▶ [Excerpt]:
============
Take Mayday, replace the computer rules with social rules such as leadership, morale, and veteran status, then add detection rules and squadron counters. What do you have?

You have Battle Rider.

I've looked at BR and Mayday off and on now for a couple years, and I like how they are relatively uncomplicated, keep the things that work, and embody the Traveller rules rather well.

Let's see how one might use that as the basis of a wargame for Traveller5.

1. Mission, Name, ID number, configuration, maneuver, jump, and TL.

The most important data is Maneuver and TL. These need to be clearest.

As in BR, BCS relies on a mission code -- usually two letters -- and a ship class name.


2. Weapons

Battle Rider counters are cluttered with weapons. The major detail of TNE weapons is effectiveness at range. T5 moves this complexity into the Task Difficulty, getting rid of a lot of clutter. Thus, maybe we can get away with just a TN (Target Number) which is related to the weapon's TL, and "Advanced Rules" tables when we want to impose range limits on weapons.
============
▶ [Supplied data]:
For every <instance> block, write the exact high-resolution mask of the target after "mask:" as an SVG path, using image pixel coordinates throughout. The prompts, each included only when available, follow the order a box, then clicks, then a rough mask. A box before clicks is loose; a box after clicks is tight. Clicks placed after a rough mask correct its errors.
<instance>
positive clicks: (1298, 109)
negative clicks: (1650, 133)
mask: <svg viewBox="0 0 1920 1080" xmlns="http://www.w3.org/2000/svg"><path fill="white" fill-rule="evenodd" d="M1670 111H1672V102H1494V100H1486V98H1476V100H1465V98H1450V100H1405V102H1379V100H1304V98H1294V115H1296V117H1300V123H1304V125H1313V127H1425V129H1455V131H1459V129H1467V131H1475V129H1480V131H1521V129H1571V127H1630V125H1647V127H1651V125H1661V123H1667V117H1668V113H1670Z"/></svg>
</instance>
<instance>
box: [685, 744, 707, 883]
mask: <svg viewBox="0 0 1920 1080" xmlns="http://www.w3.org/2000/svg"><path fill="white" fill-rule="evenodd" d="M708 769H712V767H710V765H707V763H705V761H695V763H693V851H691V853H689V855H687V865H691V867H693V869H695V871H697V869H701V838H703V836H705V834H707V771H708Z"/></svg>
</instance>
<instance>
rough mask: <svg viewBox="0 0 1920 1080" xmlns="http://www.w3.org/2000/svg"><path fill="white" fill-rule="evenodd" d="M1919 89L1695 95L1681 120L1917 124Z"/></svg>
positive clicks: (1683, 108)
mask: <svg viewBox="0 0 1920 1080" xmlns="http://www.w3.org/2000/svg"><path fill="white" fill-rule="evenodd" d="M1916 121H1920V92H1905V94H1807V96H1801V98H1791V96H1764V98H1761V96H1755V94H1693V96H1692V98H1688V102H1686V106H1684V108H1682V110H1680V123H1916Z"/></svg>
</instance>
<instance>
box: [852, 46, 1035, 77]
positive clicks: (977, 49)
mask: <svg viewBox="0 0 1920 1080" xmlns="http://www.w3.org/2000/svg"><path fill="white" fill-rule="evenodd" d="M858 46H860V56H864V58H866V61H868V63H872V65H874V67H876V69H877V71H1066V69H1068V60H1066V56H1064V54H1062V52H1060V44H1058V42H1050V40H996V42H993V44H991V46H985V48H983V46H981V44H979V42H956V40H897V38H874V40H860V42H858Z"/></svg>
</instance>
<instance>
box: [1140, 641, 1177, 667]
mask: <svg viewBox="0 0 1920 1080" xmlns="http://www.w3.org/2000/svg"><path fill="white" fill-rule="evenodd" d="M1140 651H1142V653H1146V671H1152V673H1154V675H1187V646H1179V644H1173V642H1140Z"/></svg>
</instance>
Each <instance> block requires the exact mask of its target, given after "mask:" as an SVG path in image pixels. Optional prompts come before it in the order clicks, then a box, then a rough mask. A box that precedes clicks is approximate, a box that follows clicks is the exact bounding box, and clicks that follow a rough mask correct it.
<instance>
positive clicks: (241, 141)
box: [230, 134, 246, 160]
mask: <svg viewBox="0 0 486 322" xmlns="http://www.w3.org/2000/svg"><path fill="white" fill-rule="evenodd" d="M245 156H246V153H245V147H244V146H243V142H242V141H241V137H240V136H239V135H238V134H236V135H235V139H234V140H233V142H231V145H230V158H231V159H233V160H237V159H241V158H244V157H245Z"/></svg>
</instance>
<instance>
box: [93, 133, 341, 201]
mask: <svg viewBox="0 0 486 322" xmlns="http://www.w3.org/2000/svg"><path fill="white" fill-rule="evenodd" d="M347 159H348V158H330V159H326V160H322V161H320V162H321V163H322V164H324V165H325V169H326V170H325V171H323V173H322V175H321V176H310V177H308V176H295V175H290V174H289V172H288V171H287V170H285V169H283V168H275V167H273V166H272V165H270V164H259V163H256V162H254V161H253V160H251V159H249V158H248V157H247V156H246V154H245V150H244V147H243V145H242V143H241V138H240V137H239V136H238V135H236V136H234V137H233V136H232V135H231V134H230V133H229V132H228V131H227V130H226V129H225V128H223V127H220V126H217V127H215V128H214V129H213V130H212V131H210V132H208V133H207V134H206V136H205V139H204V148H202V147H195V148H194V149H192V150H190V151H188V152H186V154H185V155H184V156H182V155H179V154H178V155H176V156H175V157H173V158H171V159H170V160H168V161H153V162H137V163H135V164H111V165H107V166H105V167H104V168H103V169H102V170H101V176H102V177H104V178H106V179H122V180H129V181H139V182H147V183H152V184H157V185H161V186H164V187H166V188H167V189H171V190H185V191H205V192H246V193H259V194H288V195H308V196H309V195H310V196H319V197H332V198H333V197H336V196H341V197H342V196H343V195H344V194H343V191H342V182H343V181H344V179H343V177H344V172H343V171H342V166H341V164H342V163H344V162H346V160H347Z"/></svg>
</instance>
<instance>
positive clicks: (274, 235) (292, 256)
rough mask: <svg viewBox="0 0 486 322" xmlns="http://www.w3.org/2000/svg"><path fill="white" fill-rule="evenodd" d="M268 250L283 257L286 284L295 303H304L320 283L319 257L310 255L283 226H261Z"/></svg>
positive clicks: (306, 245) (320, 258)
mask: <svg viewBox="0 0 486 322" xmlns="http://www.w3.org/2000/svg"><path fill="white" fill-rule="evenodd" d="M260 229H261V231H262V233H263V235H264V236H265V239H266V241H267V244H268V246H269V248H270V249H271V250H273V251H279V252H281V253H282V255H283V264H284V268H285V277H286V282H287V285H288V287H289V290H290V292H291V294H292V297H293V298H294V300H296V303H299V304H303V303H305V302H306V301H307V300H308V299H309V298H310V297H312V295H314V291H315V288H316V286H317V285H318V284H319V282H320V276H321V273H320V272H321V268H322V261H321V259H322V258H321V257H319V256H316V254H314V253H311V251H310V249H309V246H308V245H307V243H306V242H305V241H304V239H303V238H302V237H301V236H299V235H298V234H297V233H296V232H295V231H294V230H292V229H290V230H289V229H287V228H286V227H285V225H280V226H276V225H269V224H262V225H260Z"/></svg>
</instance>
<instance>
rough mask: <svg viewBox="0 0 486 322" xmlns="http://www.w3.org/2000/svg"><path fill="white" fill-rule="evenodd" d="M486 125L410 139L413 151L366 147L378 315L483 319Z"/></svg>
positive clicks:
============
▶ [To do]:
#1 In the Battle Rider excerpt, which two pieces of ship data are called the most important?
#2 Copy everything in the entries from their very first line down to the line containing "positive clicks: (1298, 109)", including both of those lines.

▶ [Results for each task]:
#1 Maneuver and TL.

#2
For every <instance> block, write the exact high-resolution mask of the target after "mask:" as an SVG path, using image pixel coordinates throughout. The prompts, each included only when available, follow the order a box, then clicks, then a rough mask. A box before clicks is loose; a box after clicks is tight. Clicks placed after a rough mask correct its errors.
<instance>
positive clicks: (1298, 109)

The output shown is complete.